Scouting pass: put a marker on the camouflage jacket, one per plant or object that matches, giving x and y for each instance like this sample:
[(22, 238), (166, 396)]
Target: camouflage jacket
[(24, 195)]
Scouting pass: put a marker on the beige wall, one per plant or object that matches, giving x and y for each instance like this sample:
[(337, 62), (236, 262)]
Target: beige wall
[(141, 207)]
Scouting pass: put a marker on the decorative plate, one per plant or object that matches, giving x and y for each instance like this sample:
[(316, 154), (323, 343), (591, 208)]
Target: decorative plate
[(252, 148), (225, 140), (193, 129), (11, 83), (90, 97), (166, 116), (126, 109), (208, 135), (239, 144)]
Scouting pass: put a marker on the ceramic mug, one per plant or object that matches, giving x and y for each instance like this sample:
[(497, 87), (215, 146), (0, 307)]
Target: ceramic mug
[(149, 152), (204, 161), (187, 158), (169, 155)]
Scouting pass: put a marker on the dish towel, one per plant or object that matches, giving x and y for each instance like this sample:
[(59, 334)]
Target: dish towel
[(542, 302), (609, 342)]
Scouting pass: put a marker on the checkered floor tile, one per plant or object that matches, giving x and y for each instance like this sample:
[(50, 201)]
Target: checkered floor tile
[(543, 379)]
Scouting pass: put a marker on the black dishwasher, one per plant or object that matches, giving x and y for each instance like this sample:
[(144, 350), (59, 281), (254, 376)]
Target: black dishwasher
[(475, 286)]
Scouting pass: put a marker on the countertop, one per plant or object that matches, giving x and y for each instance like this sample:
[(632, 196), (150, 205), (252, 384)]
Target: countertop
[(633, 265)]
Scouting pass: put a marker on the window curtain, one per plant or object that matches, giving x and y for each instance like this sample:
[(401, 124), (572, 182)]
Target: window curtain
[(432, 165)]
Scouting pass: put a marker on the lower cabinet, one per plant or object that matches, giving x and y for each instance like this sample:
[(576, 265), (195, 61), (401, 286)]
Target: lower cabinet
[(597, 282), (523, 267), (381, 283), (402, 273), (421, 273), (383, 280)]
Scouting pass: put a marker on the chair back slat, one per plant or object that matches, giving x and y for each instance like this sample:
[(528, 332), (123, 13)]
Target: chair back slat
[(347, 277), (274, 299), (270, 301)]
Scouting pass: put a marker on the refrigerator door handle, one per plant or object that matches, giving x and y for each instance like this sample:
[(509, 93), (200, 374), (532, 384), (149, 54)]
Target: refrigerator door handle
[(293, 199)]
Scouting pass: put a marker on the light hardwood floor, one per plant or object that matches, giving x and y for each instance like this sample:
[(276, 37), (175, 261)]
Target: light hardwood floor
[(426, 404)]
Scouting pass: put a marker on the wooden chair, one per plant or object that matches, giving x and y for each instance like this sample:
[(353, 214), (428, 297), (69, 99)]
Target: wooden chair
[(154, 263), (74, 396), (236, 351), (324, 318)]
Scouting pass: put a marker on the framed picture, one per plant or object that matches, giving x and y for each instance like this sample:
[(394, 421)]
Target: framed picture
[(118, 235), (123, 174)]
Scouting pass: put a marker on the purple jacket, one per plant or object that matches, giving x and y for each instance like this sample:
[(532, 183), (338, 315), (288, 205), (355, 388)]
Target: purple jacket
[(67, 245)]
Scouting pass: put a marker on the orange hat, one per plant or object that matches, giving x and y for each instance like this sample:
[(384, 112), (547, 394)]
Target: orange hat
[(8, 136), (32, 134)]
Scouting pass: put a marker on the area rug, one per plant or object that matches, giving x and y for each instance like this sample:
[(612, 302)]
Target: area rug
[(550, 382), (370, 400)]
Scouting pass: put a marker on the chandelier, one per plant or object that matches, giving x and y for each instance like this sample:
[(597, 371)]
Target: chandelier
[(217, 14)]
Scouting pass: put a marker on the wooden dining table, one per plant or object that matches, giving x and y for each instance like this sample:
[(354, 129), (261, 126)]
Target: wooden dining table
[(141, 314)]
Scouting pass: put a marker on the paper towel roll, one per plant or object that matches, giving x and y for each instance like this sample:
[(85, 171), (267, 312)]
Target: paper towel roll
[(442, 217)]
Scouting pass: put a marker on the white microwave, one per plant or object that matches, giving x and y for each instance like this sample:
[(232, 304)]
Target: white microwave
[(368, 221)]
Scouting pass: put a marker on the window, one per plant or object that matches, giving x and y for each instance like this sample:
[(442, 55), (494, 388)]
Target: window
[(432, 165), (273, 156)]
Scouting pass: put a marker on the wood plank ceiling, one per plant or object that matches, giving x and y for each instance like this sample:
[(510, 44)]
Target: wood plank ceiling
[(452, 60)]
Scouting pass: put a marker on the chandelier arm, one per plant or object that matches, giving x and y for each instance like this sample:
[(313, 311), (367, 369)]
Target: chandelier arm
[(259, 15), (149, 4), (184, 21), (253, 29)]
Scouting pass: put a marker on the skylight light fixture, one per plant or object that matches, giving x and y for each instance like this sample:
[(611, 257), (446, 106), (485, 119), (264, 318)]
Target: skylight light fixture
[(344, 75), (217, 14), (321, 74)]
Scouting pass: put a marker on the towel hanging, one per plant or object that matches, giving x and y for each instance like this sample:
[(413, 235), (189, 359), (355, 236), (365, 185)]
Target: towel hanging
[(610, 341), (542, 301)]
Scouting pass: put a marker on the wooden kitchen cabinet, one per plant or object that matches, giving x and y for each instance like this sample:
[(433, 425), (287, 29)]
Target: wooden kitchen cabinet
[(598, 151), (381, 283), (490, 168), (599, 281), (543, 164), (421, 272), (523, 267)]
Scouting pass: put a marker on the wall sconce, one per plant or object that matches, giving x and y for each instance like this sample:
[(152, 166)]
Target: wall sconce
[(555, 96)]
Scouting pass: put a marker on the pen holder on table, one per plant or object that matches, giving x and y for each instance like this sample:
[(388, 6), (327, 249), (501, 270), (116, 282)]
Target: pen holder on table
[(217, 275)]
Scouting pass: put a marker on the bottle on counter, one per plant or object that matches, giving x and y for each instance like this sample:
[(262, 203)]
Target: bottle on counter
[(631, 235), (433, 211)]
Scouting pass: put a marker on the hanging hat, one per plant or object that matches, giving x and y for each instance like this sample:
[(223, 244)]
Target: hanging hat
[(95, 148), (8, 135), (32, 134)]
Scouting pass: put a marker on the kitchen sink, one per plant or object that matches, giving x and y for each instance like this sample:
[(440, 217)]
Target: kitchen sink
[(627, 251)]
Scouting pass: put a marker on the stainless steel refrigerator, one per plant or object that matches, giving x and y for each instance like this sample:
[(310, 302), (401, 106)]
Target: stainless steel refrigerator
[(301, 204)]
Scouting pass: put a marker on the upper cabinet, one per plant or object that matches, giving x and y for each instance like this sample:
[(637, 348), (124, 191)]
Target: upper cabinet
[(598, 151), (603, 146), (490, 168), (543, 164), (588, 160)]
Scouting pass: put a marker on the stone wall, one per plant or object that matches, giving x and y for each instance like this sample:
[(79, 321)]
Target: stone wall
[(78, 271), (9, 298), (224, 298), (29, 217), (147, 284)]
-.-.-
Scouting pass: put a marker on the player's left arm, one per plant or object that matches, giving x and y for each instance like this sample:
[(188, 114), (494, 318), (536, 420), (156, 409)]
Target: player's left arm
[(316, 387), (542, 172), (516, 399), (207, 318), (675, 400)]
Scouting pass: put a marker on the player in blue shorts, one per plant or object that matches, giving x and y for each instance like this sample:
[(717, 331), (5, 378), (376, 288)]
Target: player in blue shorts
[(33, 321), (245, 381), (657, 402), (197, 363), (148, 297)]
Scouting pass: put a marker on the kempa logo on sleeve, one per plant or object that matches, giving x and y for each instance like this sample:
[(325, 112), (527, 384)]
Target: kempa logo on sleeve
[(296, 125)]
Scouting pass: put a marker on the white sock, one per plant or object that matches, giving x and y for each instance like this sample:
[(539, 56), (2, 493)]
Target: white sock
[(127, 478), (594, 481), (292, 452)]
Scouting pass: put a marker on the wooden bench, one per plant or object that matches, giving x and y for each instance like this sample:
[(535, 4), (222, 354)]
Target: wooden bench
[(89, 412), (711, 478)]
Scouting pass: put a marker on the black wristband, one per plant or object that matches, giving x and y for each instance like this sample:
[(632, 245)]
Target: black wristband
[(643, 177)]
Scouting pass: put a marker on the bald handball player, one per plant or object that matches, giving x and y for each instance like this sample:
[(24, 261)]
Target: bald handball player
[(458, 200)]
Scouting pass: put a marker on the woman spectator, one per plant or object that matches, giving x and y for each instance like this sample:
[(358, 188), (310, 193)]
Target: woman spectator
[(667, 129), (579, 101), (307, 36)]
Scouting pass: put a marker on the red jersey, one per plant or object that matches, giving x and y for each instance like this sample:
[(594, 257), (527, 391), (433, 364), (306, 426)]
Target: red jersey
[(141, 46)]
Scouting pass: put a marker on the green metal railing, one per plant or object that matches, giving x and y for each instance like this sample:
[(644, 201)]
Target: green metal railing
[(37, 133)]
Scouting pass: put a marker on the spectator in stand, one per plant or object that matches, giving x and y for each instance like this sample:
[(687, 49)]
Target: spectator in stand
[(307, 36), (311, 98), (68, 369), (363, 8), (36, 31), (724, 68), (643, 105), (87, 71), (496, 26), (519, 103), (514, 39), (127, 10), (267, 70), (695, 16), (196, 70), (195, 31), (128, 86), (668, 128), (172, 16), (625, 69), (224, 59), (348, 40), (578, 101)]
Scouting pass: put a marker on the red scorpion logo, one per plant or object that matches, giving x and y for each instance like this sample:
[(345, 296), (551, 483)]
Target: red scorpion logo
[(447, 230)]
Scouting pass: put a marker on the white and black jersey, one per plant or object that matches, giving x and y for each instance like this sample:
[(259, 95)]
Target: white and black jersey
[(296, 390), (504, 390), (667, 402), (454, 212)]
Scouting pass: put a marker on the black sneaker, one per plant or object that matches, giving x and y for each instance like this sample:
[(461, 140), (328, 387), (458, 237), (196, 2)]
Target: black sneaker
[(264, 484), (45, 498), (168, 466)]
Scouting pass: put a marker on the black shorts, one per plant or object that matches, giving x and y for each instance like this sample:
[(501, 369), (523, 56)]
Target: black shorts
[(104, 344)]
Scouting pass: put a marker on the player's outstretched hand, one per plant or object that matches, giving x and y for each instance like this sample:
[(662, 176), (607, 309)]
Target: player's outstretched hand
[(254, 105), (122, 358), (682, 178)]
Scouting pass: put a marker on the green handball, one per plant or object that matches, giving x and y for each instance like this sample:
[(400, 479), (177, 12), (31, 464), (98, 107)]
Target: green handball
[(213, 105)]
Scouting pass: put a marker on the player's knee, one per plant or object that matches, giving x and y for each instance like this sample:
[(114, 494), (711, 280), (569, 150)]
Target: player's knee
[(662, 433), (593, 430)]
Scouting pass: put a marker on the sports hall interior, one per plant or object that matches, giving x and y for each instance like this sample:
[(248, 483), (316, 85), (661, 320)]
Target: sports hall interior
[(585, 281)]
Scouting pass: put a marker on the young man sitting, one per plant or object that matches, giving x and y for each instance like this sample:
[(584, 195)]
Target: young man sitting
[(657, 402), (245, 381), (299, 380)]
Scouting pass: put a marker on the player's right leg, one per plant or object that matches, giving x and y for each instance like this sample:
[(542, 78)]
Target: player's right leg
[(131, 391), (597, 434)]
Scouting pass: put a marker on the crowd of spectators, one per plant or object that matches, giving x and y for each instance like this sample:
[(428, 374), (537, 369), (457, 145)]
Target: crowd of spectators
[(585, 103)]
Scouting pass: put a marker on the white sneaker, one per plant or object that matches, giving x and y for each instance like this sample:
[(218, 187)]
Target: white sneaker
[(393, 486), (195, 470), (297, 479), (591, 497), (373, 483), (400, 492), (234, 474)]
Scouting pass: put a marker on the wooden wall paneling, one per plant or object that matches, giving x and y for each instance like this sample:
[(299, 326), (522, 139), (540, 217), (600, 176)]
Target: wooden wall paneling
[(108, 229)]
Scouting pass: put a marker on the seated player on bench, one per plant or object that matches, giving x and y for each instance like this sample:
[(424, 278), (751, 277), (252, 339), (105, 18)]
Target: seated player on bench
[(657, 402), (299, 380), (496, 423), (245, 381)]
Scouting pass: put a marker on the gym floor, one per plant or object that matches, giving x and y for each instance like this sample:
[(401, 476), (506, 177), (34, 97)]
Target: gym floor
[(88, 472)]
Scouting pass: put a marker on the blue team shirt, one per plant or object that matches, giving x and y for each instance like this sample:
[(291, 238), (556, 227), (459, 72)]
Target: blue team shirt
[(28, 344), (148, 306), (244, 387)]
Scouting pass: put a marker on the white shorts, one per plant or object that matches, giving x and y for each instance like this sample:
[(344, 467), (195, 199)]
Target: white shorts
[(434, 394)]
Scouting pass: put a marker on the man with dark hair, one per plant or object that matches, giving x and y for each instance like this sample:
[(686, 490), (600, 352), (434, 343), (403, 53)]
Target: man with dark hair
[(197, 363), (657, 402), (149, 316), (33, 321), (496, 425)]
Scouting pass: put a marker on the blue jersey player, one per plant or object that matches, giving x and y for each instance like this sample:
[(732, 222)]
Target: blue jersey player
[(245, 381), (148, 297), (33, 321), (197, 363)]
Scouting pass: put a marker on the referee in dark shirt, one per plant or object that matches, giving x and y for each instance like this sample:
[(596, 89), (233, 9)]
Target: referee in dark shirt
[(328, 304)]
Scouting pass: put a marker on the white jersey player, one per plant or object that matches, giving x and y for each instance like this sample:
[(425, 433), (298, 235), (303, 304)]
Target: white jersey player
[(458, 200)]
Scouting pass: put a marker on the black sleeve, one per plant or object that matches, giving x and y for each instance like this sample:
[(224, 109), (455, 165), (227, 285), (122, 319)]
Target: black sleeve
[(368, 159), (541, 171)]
-.-.-
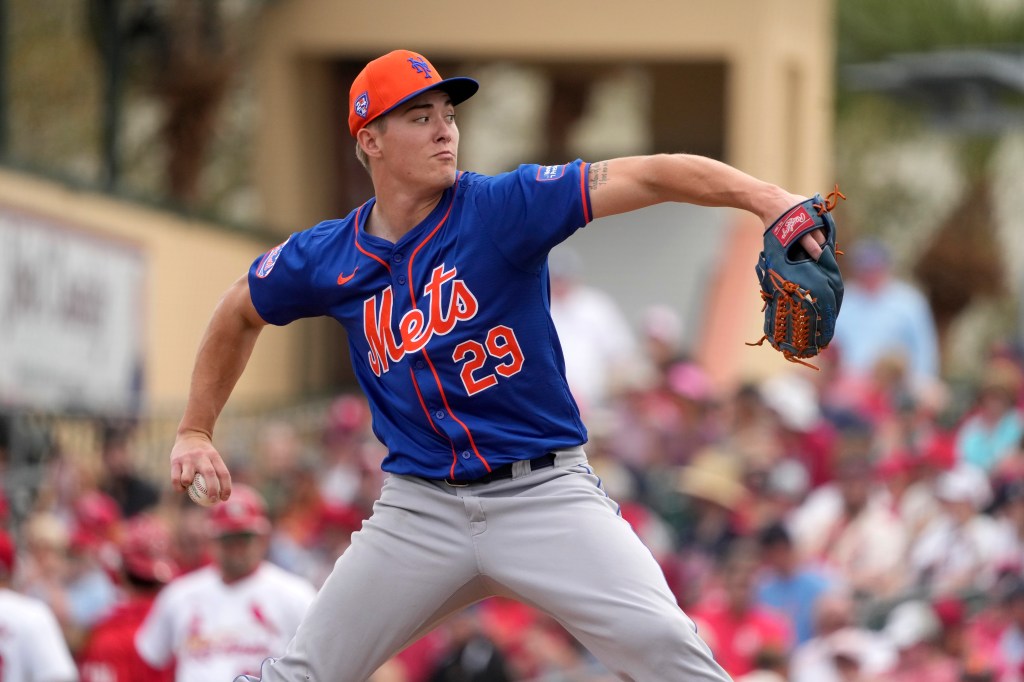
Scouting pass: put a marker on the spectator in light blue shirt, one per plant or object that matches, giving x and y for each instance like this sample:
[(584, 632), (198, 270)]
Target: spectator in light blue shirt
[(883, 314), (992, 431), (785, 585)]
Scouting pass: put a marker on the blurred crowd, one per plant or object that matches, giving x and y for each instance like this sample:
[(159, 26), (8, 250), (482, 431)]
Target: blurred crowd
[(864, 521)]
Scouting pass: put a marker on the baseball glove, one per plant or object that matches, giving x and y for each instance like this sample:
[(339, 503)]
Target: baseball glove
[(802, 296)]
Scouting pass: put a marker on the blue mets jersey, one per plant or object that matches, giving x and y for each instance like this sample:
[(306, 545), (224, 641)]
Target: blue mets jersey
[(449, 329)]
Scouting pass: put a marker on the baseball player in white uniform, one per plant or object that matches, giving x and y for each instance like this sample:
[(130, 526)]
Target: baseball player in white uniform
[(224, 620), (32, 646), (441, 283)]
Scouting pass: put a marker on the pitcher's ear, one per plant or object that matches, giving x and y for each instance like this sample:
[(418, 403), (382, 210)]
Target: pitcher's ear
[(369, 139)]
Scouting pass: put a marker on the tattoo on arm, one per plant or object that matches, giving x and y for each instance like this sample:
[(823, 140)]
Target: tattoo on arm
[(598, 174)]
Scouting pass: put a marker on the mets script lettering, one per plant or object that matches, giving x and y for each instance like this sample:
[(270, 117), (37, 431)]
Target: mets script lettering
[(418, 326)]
-.-.-
• [WHAT NEEDS TO BE DONE]
Report every line in the rows above that contains the string "stainless", copying each line in full. Case counts, so a line qualifies only if its capitalization matches "stainless".

• [TASK OUTPUT]
Scouting pass: put a marker on the stainless steel refrigerator, one per plant or object that matches, giving x and y for each instance like this sample:
Target: stainless steel refrigerator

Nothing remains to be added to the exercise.